> **Work instructions**
On how many lines of the data below does the word "distant" appear? Reply with the number only.

[[ Data supplied, beginning ]]

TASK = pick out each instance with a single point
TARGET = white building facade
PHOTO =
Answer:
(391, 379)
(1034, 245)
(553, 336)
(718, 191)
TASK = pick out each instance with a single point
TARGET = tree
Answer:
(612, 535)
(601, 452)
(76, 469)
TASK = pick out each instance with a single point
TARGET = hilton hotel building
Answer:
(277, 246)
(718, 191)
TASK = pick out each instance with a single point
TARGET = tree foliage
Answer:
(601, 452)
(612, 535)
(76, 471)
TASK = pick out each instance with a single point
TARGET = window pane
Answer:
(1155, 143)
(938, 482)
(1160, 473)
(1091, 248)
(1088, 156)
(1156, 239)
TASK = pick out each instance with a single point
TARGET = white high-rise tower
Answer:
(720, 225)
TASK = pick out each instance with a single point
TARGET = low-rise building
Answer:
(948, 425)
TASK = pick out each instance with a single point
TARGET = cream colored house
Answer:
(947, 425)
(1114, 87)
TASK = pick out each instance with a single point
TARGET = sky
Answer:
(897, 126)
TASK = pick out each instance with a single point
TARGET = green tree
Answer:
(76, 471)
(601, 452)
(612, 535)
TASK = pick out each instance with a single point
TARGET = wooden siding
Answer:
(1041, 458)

[[ Data supplied, end ]]
[[ Data supplied, beginning ]]

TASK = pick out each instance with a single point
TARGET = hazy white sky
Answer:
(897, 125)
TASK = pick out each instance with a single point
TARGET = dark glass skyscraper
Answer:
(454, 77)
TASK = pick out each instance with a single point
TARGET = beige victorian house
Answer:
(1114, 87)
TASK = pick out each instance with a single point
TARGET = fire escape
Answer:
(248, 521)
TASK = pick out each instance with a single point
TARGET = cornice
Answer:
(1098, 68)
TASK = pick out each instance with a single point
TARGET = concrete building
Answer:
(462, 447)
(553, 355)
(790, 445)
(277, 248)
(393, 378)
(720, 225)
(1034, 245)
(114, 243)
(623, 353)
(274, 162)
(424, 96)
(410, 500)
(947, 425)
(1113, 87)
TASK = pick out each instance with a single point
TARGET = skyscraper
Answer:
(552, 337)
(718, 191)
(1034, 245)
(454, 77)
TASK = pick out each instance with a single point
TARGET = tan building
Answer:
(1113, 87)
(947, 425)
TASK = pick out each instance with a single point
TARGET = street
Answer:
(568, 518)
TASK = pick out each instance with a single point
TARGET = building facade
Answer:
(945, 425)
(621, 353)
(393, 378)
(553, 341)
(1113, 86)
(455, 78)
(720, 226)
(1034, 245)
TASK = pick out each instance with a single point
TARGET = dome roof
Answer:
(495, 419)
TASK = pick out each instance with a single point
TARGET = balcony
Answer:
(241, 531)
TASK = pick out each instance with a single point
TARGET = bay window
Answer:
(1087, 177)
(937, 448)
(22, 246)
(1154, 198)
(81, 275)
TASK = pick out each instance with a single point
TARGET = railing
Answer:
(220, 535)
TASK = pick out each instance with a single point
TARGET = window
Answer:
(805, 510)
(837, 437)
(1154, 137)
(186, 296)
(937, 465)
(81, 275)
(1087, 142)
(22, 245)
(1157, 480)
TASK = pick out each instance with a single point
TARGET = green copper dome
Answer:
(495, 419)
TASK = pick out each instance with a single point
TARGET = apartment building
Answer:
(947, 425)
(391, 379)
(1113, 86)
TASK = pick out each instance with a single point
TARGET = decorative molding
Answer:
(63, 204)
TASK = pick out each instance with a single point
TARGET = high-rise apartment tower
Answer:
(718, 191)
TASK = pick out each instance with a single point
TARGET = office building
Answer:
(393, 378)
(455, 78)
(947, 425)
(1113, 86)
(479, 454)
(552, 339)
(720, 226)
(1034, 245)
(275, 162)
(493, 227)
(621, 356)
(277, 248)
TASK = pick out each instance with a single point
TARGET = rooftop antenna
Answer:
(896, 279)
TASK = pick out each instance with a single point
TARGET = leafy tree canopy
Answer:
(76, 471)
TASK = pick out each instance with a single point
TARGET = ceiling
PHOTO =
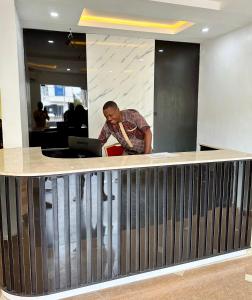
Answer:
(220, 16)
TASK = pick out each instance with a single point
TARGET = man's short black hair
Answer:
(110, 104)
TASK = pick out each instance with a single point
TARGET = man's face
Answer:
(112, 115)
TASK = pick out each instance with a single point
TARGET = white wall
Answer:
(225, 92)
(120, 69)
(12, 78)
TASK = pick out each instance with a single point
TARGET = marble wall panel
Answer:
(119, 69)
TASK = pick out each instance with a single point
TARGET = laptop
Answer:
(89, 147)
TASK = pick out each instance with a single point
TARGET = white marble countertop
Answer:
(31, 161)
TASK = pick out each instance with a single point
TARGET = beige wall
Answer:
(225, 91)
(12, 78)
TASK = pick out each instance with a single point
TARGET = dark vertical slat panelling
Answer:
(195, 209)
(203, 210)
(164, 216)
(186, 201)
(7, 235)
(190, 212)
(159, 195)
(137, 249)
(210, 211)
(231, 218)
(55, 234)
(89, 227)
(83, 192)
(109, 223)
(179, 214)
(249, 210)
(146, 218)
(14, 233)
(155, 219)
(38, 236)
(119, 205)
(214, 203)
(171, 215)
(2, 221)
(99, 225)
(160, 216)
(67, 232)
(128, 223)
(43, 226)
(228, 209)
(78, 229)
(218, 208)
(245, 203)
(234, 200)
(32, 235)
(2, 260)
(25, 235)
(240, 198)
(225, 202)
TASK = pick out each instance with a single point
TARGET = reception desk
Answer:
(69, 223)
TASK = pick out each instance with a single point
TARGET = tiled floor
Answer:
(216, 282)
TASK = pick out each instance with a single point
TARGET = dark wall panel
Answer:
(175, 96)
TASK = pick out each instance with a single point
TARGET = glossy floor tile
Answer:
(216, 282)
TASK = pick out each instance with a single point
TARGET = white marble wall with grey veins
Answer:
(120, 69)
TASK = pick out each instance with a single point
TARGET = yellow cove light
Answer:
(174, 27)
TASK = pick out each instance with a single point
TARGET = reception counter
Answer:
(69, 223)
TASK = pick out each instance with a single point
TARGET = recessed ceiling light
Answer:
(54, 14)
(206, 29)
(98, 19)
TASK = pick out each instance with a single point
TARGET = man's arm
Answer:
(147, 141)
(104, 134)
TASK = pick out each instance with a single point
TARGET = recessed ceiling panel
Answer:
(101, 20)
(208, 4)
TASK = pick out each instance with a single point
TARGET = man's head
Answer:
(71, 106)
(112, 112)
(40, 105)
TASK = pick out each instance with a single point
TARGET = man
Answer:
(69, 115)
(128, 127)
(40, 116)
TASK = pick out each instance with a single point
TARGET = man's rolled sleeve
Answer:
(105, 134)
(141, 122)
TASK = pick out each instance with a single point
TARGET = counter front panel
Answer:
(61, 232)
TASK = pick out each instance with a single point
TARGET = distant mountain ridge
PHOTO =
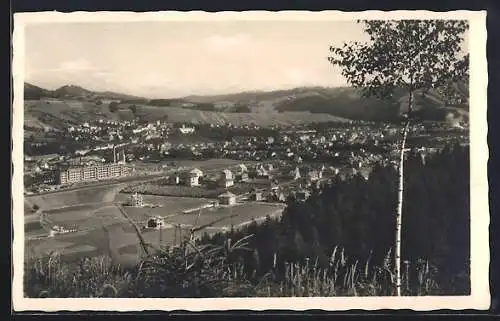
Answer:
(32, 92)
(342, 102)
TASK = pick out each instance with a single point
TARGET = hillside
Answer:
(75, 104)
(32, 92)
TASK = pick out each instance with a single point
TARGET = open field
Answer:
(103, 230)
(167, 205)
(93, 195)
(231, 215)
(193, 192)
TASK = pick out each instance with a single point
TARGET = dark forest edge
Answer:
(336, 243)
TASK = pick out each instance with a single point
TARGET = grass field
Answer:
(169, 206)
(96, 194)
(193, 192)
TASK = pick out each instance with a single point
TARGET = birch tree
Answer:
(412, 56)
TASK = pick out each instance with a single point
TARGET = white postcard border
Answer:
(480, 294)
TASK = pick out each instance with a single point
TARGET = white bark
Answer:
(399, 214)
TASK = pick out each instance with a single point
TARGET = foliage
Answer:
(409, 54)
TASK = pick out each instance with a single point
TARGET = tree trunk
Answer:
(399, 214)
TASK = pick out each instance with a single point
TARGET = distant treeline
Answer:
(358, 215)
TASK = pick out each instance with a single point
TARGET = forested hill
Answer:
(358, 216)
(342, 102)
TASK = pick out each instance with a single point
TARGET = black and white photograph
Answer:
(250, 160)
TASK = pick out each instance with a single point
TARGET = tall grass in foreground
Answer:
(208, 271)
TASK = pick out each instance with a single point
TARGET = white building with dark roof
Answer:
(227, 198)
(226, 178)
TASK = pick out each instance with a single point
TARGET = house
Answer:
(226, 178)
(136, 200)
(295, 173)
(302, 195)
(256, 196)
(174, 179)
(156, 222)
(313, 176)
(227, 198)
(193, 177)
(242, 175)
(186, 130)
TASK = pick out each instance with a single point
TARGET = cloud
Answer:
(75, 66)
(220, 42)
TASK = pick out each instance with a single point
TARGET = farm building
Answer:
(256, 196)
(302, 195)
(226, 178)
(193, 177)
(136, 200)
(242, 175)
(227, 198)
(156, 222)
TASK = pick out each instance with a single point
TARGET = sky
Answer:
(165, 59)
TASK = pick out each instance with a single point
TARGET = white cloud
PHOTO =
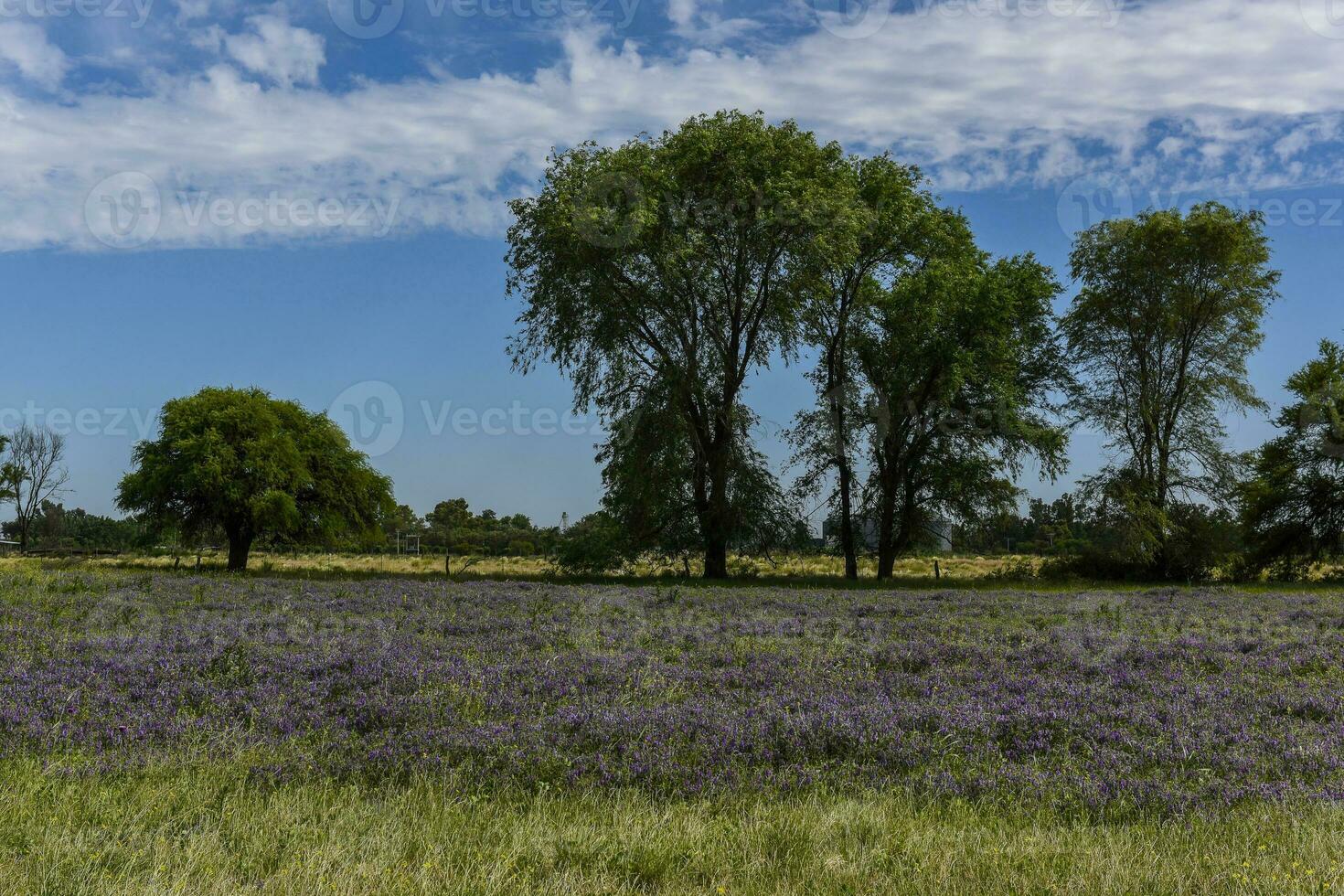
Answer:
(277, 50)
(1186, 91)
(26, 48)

[[ Data supplied, end ]]

> **Response**
2